**Excerpt to read**:
= Beginning of Section =

As a side project I\'m currently writing a server for an age-old game I used to play. I\'m trying to make the server as loosely coupled as possible, but I am wondering what
I write in .NET and I'm not sure if the way I code is due to .NET limitations and their API design or if this is a standard way of doing things, but this is how I've done this kind of thing in the past:
A queue object that will be used for processing incoming data. This should be sync locked between the queuing thread and worker thread to avoid race conditions.
A worker thread for processing data in the queue. The thread that queues up the data queue uses semaphore to notify this thread to process items in the queue. This thread will start itself before any of the other threads and contain a continuous loop that can run until it receives a shut down request. The first instruction in the loop is a flag to pause/continue/terminate processing. The flag will be initially set to pause so that the thread sits in an idle state (instead of looping continuously) while there is no processing to be done. The queuing thread will change the flag when there are items in the queue to be processed. This thread will then process a single item in the queue on each iteration of the loop. When the queue is empty it will set the flag back to pause so that on the next iteration of the loop it will wait until the queuing process notifies it that there is more work to be done.
One connection listener thread which listens for incoming connection requests and passes these off to...
A connection processing thread that creates the connection/session. Having a separate thread from your connection listener thread means that you're reducing the potential for missed connection requests due to reduced resources while that thread is processing requests.
An incoming data listener thread that listens for incoming data on the current connection. All data is passed off to a queuing thread to be queued up for processing. Your listener threads should do as little as possible outside of basic listening and passing the data off for processing.
A queuing thread that queues up the data in the right order so everything can be processed correctly, this thread raises the semaphore to the processing queue to let it know there's data to be processed. Having this thread separate from the incoming data listener means that you're less likely to miss incoming data.
Some session object which is passed between methods so that each user's session is self contained throughout the threading model.
This keeps threads down to as simple but as robust a model as I've figured out. I would love to find a simpler model than this, but I've found that if I try and reduce the threading model any further, that I start missing data on the network stream or miss connection requests.

= End of Section =

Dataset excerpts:

= Beginning of Section =

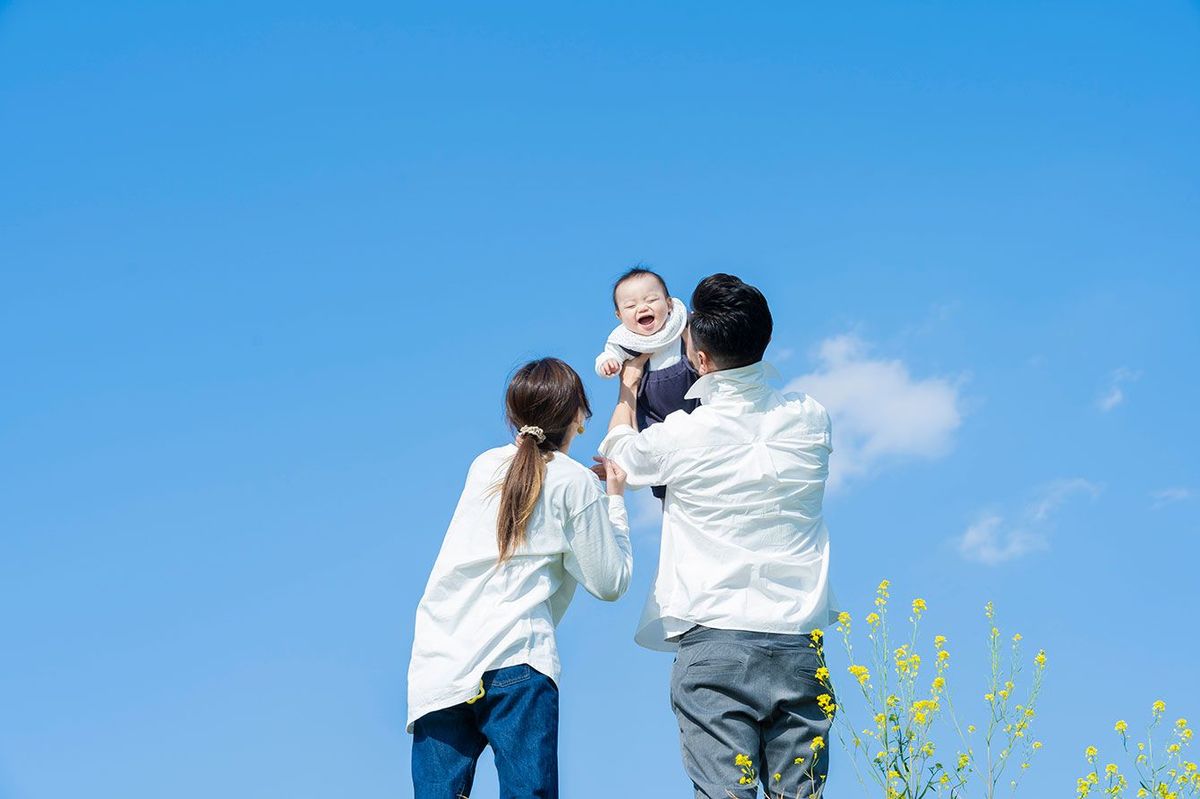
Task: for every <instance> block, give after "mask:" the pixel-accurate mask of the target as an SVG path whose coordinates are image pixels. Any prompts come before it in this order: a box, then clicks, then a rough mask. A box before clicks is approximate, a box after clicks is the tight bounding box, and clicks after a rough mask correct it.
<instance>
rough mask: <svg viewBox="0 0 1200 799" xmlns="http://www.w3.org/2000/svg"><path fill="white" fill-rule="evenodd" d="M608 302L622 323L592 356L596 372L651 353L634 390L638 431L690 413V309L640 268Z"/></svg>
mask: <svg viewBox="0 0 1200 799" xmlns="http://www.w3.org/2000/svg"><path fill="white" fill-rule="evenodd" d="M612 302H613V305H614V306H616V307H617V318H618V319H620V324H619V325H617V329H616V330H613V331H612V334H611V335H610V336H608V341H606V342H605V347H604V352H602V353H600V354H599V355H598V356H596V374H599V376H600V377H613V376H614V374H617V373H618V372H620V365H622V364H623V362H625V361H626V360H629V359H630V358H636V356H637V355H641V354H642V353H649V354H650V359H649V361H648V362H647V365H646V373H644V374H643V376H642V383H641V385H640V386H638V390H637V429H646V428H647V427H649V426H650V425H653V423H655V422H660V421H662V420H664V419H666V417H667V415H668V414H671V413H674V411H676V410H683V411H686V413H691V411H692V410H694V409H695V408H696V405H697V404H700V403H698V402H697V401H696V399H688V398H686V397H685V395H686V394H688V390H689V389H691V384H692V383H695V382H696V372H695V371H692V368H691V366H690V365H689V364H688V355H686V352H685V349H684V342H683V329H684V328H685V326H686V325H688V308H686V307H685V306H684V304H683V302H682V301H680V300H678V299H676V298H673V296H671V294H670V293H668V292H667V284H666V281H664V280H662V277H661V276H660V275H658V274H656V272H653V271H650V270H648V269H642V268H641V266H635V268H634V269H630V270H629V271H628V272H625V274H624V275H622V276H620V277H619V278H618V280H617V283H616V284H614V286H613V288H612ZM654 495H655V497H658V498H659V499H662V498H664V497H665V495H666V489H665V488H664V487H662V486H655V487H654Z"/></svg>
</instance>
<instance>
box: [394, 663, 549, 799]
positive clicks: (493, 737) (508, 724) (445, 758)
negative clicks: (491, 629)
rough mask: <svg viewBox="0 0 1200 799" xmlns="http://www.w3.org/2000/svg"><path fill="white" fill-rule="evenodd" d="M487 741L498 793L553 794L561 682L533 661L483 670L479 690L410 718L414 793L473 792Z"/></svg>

= End of Section =

**Problems to solve**:
a. In the server-threading text, what does the queuing thread raise to tell the processing queue that there is data to process?
b. Repeat the part of the server-threading text starting at "An incoming data" and ending at "the threading model.".

**Answers below**:
a. The semaphore.

b.
An incoming data listener thread that listens for incoming data on the current connection. All data is passed off to a queuing thread to be queued up for processing. Your listener threads should do as little as possible outside of basic listening and passing the data off for processing.
A queuing thread that queues up the data in the right order so everything can be processed correctly, this thread raises the semaphore to the processing queue to let it know there's data to be processed. Having this thread separate from the incoming data listener means that you're less likely to miss incoming data.
Some session object which is passed between methods so that each user's session is self contained throughout the threading model.